Point-per-instance localization data
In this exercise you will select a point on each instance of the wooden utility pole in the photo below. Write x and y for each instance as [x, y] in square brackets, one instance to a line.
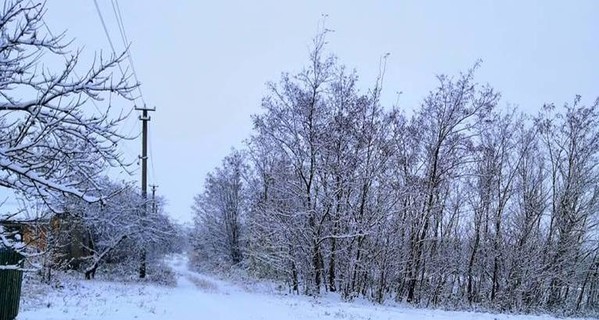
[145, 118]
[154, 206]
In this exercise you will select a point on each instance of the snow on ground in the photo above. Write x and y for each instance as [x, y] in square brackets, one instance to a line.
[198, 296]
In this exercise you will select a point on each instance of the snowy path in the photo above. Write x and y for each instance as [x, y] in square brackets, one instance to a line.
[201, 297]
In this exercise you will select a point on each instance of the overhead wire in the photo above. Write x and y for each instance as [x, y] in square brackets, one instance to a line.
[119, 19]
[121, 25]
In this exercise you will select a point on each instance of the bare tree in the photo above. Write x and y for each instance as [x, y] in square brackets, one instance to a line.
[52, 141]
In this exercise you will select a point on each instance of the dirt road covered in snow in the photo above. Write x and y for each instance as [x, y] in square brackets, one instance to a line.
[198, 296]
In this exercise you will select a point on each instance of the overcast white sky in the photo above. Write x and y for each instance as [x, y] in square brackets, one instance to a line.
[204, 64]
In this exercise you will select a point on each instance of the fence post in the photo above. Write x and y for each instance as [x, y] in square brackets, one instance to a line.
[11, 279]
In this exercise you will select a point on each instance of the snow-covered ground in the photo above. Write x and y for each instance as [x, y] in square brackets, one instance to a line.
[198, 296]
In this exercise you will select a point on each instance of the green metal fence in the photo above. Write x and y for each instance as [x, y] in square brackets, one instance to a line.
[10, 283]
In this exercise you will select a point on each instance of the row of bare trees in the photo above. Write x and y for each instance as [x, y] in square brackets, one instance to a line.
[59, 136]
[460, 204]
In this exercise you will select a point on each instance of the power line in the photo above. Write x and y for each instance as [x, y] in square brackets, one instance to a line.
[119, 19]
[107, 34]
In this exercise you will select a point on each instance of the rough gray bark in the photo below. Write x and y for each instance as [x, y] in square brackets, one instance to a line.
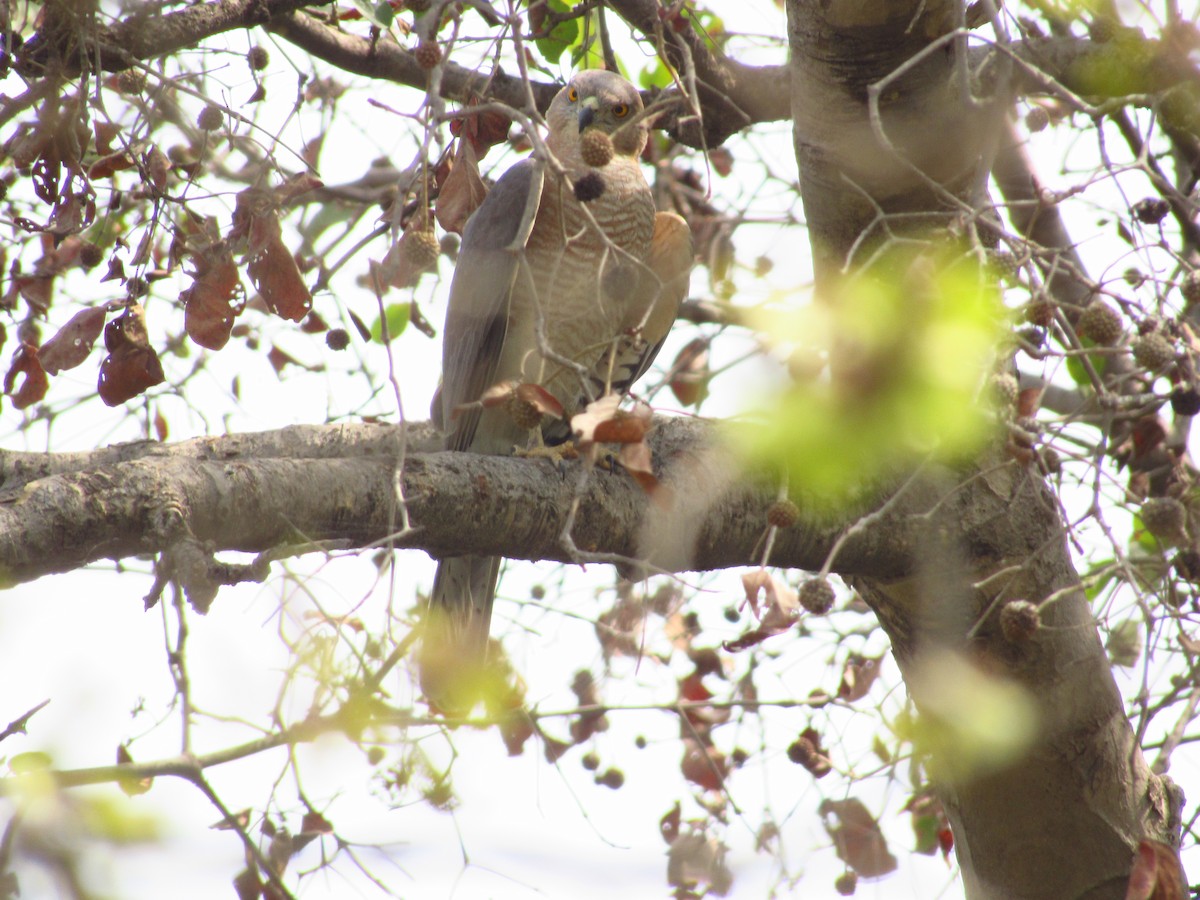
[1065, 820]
==
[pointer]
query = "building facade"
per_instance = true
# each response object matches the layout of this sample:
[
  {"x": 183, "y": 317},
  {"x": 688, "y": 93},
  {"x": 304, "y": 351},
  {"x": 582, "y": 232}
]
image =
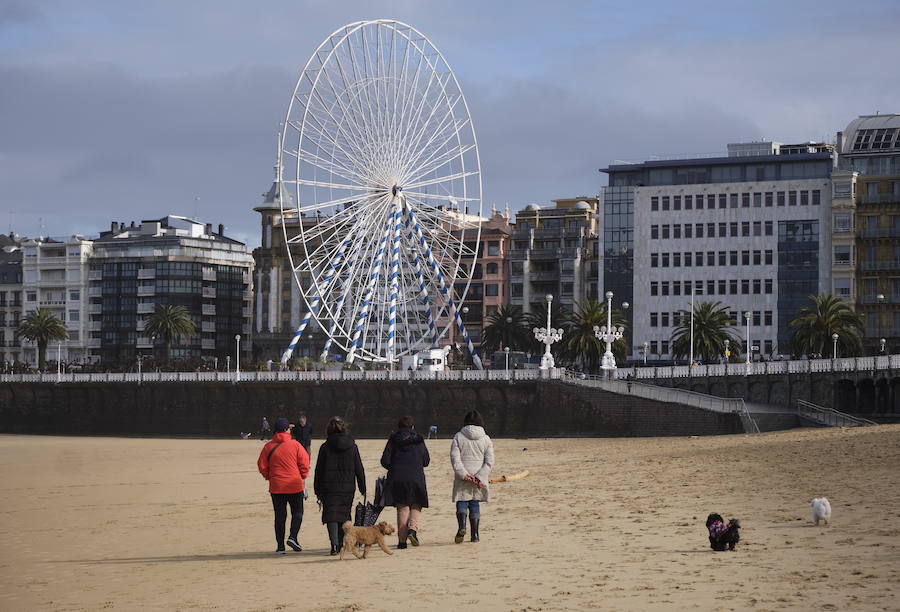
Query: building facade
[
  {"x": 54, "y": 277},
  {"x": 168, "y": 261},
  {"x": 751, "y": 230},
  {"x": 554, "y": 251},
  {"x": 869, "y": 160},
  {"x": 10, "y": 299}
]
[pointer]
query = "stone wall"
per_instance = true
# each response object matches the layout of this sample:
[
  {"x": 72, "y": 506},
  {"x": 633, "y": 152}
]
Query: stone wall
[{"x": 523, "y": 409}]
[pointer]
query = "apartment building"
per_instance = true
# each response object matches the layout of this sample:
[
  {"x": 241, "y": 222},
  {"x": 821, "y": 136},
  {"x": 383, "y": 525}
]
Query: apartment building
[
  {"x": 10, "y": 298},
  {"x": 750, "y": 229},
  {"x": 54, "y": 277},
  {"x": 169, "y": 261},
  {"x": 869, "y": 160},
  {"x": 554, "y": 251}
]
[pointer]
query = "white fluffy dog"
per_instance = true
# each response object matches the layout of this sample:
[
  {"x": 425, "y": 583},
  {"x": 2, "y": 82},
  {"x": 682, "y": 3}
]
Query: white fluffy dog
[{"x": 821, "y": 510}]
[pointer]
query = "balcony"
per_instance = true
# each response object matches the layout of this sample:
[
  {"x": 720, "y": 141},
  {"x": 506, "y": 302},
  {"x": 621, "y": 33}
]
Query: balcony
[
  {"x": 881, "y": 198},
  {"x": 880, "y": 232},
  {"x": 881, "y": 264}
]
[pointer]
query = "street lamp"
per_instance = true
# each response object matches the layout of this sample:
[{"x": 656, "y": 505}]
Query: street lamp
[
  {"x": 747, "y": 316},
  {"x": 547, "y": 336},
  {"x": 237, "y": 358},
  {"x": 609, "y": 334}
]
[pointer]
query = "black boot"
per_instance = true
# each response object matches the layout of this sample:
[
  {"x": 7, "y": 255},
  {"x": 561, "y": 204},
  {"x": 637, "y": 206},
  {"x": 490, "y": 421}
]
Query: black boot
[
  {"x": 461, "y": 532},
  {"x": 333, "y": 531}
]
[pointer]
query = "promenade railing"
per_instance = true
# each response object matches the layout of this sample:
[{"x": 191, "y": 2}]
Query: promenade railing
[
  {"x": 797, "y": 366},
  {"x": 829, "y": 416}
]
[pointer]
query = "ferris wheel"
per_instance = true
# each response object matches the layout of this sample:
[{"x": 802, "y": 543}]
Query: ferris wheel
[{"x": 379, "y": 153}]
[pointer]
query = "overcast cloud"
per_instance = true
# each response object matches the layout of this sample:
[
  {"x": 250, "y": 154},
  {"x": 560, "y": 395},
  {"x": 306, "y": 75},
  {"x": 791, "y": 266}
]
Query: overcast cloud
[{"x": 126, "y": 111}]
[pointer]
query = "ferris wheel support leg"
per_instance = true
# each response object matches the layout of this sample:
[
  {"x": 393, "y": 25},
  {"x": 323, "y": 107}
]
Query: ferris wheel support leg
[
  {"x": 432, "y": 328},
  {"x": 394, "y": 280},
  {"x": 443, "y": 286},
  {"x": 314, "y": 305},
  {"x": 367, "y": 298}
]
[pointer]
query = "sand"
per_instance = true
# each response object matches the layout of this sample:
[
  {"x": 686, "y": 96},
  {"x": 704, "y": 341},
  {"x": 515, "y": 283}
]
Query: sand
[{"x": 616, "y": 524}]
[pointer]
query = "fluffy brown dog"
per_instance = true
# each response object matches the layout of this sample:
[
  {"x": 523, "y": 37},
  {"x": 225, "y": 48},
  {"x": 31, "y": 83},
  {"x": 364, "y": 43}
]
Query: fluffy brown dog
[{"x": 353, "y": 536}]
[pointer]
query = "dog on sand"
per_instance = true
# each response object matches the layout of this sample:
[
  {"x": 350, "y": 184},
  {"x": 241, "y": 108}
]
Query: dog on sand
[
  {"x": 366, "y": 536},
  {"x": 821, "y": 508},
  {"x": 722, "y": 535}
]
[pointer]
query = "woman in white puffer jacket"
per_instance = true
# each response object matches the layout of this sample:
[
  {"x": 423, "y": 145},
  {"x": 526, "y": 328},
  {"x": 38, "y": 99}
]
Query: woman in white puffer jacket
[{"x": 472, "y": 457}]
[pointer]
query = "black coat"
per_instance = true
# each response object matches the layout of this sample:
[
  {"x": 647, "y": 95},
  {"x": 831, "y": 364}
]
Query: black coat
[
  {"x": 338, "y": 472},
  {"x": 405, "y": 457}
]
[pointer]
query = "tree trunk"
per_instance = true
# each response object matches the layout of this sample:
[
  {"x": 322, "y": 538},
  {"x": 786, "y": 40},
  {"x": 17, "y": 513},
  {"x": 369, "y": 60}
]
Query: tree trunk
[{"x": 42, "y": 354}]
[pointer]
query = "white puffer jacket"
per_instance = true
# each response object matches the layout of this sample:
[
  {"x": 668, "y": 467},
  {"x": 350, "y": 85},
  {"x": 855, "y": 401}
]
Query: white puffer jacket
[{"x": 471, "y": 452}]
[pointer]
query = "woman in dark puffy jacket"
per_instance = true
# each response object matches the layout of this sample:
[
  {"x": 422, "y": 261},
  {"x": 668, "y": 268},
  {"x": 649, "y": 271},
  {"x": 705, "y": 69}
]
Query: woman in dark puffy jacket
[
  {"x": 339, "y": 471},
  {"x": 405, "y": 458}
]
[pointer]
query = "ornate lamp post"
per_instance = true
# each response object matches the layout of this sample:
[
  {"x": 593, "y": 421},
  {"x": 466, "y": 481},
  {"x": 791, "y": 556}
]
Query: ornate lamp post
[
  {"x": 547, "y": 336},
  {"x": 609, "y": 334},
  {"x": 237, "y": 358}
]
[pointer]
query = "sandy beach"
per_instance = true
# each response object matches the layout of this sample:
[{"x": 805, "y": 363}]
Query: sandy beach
* * *
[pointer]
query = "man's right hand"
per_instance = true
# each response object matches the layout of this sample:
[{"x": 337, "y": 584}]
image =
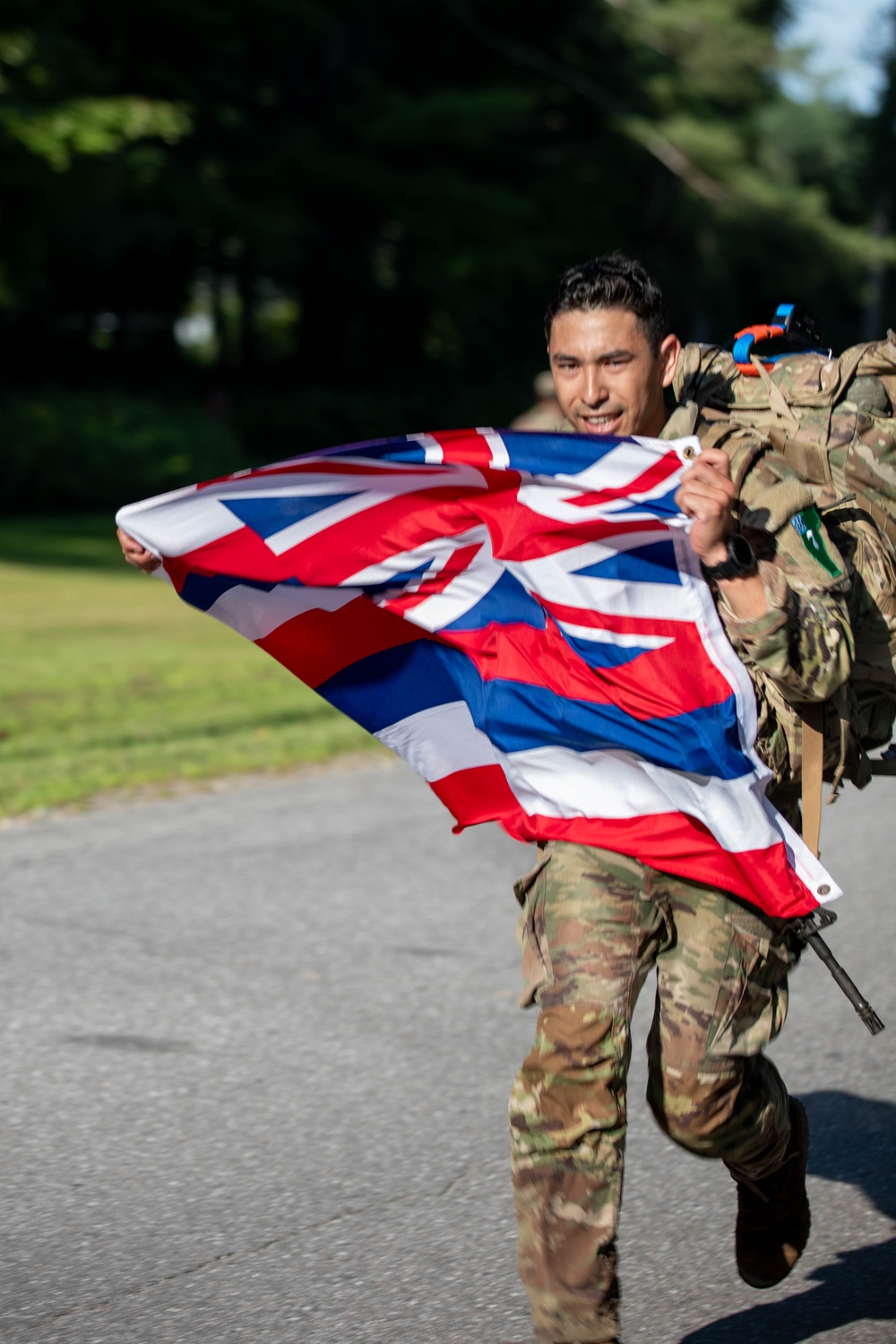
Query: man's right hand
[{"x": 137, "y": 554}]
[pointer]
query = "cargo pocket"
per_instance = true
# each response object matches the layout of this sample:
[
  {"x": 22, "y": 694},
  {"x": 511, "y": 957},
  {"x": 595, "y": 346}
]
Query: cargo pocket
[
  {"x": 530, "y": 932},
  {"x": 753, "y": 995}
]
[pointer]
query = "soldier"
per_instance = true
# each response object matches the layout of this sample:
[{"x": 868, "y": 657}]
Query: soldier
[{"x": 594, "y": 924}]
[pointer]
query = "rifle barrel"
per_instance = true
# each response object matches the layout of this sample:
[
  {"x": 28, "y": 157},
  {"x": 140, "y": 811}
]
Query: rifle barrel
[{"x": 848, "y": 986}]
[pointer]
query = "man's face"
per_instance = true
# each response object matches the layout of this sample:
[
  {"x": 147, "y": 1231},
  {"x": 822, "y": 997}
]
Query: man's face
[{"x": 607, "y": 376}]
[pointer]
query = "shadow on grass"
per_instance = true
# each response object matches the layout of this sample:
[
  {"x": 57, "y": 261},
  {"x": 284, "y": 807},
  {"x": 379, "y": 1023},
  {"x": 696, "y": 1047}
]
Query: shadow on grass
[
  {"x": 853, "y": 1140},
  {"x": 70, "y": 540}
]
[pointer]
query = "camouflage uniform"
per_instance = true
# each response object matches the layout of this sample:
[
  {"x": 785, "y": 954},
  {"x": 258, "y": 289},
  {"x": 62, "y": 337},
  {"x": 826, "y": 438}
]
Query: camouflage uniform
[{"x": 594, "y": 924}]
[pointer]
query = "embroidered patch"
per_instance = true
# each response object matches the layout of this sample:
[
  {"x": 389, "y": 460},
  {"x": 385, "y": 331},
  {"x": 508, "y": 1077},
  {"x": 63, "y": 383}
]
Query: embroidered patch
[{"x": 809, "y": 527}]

Exercise:
I'd like the lines above from the one with "Query: ornate lamp post" up to and including the one with "Query: sandy beach" copied exactly, with no other lines.

Reply:
Query: ornate lamp post
[
  {"x": 547, "y": 336},
  {"x": 609, "y": 334},
  {"x": 237, "y": 358}
]
[pointer]
query = "sandy beach"
per_instance = true
# each response object matches the layout of this sample:
[{"x": 805, "y": 363}]
Query: sandy beach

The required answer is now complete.